In addition, even if the Bill of Rights does not apply directly to a dispute because one or more of the elements above is not present, it may apply indirectly. This is because all of South African law must be developed, interpreted and applied in a way that conforms to the Bill of Rights.

A conceptual distinction, then, must be made between two forms of application of the Bill of Rights:

1. Indirect application: The Constitution and the Bill of Rights establish an "objective normative value system," a set of values that must be respected when interpreting, developing, or applying the common law or legislation. This form of application is called the "indirect" application of the Bill of Rights. When indirectly applied, the Bill of Rights does not override ordinary law or create its own remedies. Rather, the Bill of Rights respects the rules and remedies of ordinary law, but demands furtherance of its values mediated through the operation of ordinary law.
2. Direct application: In disputes in which the Bill of Rights applies as directly applicable law, it overrides ordinary law and any conduct inconsistent with it. To the extent that ordinary legal remedies are inadequate or do not give proper effect to the fundamental rights, the Bill of Rights creates its own remedies. The methodology for the conduct of direct-rights litigation is applicable.

This distinction was of "decisive significance" under the interim Constitution, but it has "comparatively less significance" under the 1996 Constitution. This is because of changes made to the jurisdictional and application scheme by the 1996 Constitution. Nevertheless, the form of application has important consequences, so the distinction between direct and indirect application "continues to play a role in constitutional litigation."

The application of the Bill of Rights has been "one of the most troublesome issues in South African constitutional law." The principal reason for the difficulty is that, since 1994, South Africa has had two Constitutions that have treated the issue differently. Much of the relevant jurisprudence, particularly relating to the application of the Bill of Rights to the common law, was decided under the interim Constitution and does not always bear precisely on the altered jurisdictional and application schemes of the 1996 Constitution.

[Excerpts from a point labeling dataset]

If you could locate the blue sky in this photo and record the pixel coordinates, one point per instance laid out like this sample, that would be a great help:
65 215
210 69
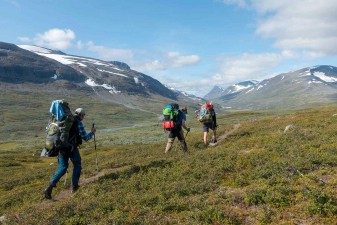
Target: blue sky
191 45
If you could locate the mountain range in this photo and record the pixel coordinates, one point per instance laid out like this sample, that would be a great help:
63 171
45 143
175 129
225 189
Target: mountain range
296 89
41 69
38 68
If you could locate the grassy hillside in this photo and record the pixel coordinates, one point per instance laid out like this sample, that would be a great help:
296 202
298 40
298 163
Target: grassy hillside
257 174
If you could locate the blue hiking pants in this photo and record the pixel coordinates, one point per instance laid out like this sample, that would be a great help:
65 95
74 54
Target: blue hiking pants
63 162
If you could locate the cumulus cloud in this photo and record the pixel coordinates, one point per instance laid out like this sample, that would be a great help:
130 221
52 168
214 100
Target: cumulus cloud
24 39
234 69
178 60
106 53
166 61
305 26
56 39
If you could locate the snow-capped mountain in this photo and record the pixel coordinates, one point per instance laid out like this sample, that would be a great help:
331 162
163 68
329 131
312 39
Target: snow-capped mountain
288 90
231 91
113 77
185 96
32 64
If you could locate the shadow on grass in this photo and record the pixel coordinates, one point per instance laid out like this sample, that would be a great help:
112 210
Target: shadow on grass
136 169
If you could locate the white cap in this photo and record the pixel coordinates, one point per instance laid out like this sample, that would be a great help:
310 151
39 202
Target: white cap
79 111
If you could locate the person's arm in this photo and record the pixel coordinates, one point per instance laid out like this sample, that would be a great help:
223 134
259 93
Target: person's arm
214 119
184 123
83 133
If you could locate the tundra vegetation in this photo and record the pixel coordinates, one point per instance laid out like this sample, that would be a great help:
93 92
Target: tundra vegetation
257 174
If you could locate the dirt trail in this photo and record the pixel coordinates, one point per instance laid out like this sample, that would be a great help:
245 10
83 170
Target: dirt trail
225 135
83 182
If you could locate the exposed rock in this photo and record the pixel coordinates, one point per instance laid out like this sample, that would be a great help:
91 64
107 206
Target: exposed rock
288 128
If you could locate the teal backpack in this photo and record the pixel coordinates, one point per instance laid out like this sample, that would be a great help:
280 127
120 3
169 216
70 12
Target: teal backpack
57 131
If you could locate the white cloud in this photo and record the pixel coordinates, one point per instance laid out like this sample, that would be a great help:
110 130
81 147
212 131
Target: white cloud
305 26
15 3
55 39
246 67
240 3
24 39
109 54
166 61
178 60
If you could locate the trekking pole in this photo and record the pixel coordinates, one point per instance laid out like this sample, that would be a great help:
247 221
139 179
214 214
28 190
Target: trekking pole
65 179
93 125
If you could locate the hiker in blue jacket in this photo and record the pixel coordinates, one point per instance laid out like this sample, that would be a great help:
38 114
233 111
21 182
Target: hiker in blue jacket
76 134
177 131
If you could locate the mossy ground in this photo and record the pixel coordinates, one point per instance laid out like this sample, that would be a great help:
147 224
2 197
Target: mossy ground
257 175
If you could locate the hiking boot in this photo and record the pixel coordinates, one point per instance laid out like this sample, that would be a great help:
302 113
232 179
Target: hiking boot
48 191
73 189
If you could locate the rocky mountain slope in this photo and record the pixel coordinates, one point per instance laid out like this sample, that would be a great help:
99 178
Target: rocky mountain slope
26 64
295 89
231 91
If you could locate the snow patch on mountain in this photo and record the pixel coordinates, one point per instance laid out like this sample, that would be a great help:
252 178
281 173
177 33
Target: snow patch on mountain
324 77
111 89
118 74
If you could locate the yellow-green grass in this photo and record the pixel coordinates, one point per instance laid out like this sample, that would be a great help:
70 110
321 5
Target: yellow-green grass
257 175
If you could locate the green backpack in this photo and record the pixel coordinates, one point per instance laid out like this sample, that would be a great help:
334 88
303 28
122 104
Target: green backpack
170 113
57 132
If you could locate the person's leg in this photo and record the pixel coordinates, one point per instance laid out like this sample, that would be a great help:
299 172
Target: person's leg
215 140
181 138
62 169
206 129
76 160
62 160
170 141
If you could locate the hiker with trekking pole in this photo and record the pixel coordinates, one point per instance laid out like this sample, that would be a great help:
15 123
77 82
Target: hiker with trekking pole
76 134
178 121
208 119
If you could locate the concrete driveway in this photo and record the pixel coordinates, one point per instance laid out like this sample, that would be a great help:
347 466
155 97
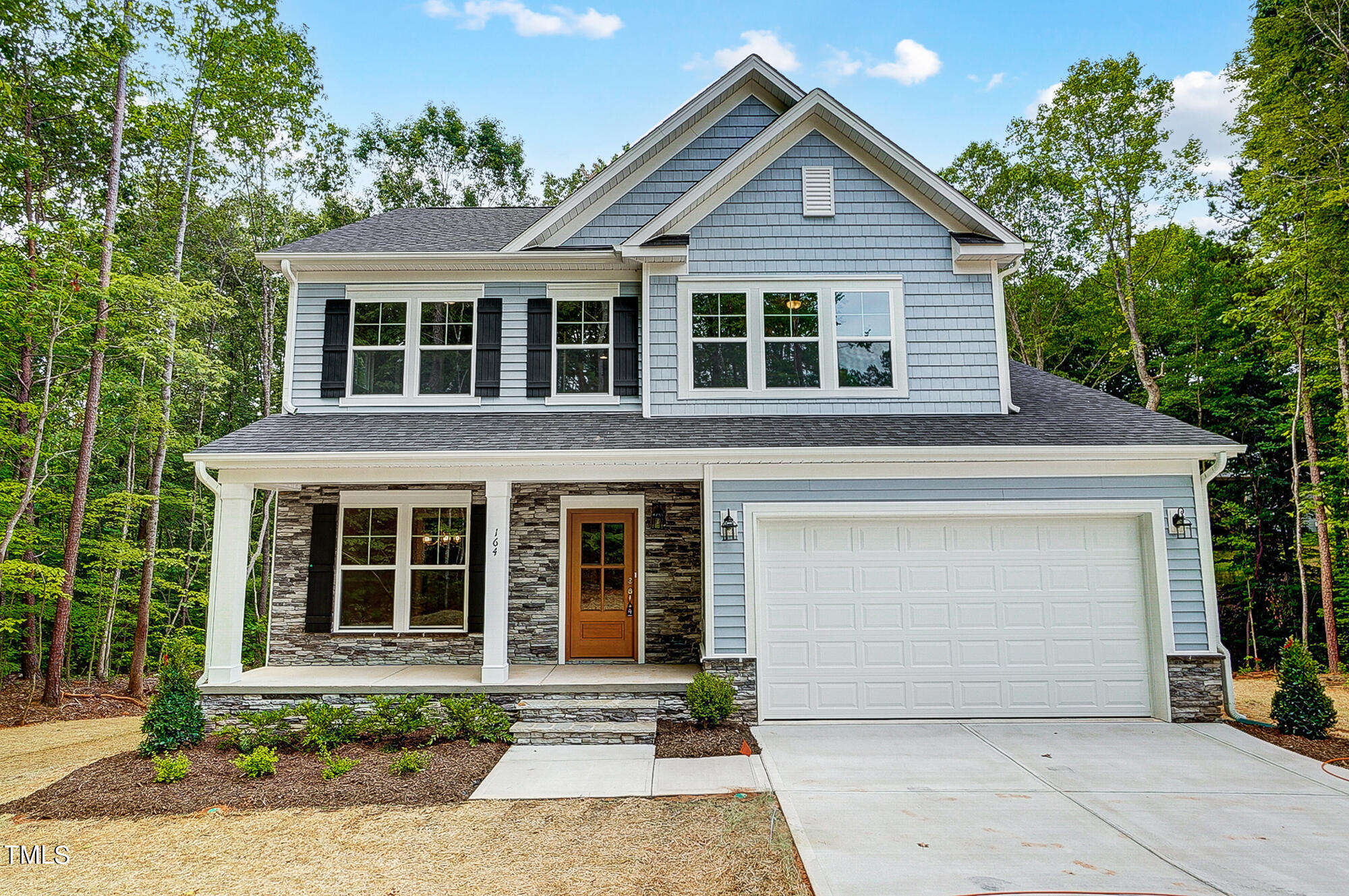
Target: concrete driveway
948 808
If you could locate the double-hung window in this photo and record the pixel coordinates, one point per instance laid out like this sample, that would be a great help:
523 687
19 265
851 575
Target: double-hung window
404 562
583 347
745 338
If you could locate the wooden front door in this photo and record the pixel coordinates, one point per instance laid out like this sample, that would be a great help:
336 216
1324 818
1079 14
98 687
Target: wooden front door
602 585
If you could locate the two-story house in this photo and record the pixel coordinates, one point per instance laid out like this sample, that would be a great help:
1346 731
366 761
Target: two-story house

* **BRIEF 1**: According to the Bill of Rights text, under which Constitution was the distinction between direct and indirect application of "decisive significance"?
* **BRIEF 2**: Reproduce word for word the passage of the Bill of Rights text between "A conceptual distinction, then, must" and "of ordinary law.", inclusive.

* **TASK RESULT 1**: The interim Constitution.

* **TASK RESULT 2**:
A conceptual distinction, then, must be made between two forms of application of the Bill of Rights:

1. Indirect application: The Constitution and the Bill of Rights establish an "objective normative value system," a set of values that must be respected when interpreting, developing, or applying the common law or legislation. This form of application is called the "indirect" application of the Bill of Rights. When indirectly applied, the Bill of Rights does not override ordinary law or create its own remedies. Rather, the Bill of Rights respects the rules and remedies of ordinary law, but demands furtherance of its values mediated through the operation of ordinary law.